# TASK PROMPT:
Copy out the lines of the material below word for word. Begin at the line that contains "Target: headlight" and stop after the line that contains "column 539, row 371", including both of those lines.

# Coordinate annotation records:
______________________________

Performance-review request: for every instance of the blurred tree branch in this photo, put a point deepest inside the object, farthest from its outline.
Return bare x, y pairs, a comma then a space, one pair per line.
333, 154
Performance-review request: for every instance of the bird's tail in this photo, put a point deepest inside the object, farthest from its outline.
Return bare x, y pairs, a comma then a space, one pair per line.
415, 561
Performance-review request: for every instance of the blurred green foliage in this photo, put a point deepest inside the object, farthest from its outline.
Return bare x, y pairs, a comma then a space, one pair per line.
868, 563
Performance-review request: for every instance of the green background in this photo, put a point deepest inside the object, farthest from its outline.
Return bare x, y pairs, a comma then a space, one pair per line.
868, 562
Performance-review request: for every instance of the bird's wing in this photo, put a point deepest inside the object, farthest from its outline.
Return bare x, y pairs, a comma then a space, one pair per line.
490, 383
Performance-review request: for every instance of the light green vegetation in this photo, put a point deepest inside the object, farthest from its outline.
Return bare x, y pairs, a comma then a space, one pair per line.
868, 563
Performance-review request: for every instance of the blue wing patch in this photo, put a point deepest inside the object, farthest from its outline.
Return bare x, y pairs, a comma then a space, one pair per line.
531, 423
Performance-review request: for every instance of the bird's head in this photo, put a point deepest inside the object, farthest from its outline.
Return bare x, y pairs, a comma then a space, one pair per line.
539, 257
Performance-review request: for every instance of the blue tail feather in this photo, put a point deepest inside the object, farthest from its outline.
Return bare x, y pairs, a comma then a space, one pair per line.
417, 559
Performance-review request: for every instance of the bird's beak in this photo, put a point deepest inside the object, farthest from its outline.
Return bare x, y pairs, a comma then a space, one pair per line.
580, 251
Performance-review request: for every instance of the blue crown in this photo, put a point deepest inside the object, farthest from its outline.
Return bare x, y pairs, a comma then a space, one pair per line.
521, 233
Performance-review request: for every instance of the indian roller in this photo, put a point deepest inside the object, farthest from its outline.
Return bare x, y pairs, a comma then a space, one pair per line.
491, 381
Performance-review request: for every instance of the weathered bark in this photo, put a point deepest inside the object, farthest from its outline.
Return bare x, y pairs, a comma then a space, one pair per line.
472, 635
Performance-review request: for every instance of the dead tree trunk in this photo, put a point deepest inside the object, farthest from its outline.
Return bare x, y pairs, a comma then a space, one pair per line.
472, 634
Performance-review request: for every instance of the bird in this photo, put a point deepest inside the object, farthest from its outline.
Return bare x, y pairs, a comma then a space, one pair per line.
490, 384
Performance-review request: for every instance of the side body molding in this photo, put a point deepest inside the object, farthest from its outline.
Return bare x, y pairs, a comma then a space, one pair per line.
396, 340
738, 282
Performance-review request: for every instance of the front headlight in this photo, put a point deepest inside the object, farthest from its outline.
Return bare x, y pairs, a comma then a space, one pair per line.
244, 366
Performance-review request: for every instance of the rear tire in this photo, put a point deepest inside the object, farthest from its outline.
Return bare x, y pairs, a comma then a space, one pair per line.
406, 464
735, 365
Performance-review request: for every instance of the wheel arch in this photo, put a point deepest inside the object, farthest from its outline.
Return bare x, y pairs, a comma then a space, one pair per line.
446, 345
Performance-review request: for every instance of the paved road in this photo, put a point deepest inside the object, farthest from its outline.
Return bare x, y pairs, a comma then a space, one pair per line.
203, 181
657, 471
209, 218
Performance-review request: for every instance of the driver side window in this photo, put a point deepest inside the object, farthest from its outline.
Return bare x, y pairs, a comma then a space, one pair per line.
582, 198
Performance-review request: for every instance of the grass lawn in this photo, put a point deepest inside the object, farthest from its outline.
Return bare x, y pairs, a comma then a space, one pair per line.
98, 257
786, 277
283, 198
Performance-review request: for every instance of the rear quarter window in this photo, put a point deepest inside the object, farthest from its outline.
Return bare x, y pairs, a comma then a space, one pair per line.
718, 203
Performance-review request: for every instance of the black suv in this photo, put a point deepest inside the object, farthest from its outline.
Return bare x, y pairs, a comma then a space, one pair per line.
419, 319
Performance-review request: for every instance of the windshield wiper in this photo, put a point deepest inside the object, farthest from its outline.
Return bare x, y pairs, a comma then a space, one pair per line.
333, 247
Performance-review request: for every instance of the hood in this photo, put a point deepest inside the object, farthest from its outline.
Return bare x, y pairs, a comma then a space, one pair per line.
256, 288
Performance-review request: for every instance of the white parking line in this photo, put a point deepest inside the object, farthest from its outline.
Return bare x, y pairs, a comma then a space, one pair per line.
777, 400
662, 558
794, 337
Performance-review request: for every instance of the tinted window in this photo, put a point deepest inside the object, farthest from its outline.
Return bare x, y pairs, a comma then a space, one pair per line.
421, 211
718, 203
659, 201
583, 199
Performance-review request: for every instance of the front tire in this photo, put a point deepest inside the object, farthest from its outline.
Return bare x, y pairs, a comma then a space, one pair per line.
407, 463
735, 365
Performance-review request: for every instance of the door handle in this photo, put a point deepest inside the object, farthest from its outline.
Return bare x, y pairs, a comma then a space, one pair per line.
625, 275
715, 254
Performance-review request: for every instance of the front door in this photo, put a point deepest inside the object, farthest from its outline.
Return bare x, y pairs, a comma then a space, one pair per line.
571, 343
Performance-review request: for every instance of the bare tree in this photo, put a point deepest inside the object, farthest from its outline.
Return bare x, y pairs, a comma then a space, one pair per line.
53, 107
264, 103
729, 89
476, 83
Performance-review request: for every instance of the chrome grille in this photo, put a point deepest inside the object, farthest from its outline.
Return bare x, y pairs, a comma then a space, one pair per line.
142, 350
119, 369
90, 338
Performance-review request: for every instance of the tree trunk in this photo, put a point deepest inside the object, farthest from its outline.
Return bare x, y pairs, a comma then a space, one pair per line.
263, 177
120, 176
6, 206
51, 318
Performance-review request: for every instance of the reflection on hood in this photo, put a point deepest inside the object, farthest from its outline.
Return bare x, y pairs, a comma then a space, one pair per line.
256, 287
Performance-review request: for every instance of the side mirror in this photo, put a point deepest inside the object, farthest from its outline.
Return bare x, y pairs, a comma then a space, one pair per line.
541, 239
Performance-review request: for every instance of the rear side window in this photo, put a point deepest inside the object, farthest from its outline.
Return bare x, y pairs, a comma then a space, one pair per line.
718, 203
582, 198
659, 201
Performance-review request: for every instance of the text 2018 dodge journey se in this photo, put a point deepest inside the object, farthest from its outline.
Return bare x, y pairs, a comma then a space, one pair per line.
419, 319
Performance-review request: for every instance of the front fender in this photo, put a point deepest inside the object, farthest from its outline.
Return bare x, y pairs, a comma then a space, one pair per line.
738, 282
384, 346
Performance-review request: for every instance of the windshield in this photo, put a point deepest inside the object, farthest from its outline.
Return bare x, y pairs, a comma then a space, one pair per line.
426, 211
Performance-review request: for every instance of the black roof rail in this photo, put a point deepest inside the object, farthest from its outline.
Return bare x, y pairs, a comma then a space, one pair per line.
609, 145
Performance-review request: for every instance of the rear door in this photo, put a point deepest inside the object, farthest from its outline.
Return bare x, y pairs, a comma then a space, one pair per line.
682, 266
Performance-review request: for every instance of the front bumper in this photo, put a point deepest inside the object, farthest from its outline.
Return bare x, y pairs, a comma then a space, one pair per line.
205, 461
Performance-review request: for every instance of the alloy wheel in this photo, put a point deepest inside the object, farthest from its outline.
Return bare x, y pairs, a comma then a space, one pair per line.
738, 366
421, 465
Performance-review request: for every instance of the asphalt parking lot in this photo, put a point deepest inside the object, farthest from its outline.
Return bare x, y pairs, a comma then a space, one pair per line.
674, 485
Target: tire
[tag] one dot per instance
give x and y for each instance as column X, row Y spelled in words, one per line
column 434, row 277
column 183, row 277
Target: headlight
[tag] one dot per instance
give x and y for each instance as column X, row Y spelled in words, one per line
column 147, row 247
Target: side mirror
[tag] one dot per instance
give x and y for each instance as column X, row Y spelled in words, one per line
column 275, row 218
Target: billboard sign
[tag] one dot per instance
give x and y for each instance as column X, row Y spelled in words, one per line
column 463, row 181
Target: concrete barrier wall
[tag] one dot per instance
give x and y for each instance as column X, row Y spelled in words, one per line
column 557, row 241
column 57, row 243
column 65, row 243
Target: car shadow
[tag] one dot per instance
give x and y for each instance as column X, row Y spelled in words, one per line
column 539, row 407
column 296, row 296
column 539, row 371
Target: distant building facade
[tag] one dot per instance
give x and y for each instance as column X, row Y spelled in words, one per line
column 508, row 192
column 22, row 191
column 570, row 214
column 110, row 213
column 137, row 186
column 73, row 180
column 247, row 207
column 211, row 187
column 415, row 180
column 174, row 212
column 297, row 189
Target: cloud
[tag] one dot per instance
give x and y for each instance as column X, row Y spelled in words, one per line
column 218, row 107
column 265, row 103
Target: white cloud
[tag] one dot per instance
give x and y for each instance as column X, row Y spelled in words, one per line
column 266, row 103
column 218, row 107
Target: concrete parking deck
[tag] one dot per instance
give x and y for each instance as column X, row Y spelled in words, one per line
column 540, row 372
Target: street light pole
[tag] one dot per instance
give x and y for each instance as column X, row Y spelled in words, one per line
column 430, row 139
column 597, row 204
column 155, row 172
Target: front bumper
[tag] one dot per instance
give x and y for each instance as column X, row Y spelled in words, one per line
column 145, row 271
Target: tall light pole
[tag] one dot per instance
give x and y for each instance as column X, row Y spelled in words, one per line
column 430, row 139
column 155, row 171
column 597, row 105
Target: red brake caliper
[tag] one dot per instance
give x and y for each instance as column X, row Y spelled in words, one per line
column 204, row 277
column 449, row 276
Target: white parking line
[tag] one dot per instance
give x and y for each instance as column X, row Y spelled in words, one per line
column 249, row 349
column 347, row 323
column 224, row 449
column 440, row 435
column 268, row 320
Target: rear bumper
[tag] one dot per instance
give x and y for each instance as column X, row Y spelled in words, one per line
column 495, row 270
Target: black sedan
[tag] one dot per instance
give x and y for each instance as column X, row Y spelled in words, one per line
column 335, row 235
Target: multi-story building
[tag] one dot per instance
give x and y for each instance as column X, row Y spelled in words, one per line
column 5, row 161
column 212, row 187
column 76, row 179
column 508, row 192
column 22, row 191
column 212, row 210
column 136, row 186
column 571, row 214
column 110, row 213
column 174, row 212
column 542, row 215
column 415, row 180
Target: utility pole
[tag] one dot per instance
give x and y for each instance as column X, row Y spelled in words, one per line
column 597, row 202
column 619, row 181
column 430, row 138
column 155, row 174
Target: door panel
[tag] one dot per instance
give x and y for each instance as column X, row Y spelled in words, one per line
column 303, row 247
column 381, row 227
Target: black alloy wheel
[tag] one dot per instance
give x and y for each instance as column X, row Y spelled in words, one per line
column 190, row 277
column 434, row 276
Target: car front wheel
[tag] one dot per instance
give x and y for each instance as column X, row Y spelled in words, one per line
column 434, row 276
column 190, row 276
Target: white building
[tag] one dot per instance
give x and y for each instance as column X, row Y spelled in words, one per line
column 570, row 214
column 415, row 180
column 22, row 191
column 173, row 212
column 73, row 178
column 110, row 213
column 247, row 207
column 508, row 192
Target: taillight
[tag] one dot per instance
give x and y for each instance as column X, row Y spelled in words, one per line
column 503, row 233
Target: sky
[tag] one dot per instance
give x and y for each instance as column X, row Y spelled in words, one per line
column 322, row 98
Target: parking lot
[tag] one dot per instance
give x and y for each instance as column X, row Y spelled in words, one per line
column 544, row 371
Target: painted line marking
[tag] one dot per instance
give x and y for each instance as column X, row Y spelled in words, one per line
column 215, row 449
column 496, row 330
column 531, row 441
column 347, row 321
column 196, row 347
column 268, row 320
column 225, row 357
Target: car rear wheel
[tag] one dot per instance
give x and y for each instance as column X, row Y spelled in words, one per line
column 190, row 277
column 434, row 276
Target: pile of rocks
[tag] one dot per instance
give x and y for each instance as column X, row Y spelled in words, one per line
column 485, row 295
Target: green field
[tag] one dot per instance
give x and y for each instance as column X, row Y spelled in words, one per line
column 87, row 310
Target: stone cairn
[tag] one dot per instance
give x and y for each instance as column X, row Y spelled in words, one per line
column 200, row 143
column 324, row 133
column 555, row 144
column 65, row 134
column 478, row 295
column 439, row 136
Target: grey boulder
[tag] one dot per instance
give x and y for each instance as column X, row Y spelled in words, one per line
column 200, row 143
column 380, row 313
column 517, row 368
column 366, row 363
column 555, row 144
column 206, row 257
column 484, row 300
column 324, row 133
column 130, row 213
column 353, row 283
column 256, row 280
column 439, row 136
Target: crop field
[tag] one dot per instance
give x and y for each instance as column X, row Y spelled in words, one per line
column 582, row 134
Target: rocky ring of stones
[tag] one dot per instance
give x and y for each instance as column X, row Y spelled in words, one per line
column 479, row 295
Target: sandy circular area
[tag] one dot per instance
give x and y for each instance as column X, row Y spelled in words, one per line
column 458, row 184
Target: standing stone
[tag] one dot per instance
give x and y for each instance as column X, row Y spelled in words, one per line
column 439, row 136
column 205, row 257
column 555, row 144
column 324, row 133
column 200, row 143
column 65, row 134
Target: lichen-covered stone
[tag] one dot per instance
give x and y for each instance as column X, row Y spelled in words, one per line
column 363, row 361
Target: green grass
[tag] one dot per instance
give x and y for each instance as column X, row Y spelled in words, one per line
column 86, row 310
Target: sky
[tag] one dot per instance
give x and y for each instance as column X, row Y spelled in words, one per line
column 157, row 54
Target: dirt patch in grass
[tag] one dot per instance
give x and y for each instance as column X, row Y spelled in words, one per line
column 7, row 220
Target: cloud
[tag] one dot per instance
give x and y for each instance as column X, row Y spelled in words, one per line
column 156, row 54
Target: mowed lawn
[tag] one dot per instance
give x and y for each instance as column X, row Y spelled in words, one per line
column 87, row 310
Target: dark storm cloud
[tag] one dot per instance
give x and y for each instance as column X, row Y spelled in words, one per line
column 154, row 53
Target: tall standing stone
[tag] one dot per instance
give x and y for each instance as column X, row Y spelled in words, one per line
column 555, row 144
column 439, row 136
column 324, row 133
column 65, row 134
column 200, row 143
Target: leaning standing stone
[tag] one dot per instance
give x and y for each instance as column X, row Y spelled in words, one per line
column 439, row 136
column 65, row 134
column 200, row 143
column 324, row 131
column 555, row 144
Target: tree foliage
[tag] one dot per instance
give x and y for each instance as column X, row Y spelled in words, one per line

______________________________

# ANSWER TO THE PROBLEM:
Target: headlight
[tag] one dot per instance
give x and y for each instance as column X, row Y spelled in words, one per line
column 147, row 247
Target: side mirror
[tag] one dot per instance
give x and y for each instance as column X, row Y spelled in words, one per line
column 275, row 218
Target: billboard sign
[tag] one dot per instance
give x and y for each instance as column X, row Y spelled in words, one per line
column 463, row 181
Target: concrete barrier wall
[tag] one dot per instance
give x and y for each instance as column X, row Y spelled in words, one per line
column 557, row 241
column 57, row 243
column 65, row 243
Target: car shadow
[tag] one dot per instance
give x and y for each instance as column X, row Y spelled in words, one per line
column 539, row 407
column 296, row 296
column 539, row 371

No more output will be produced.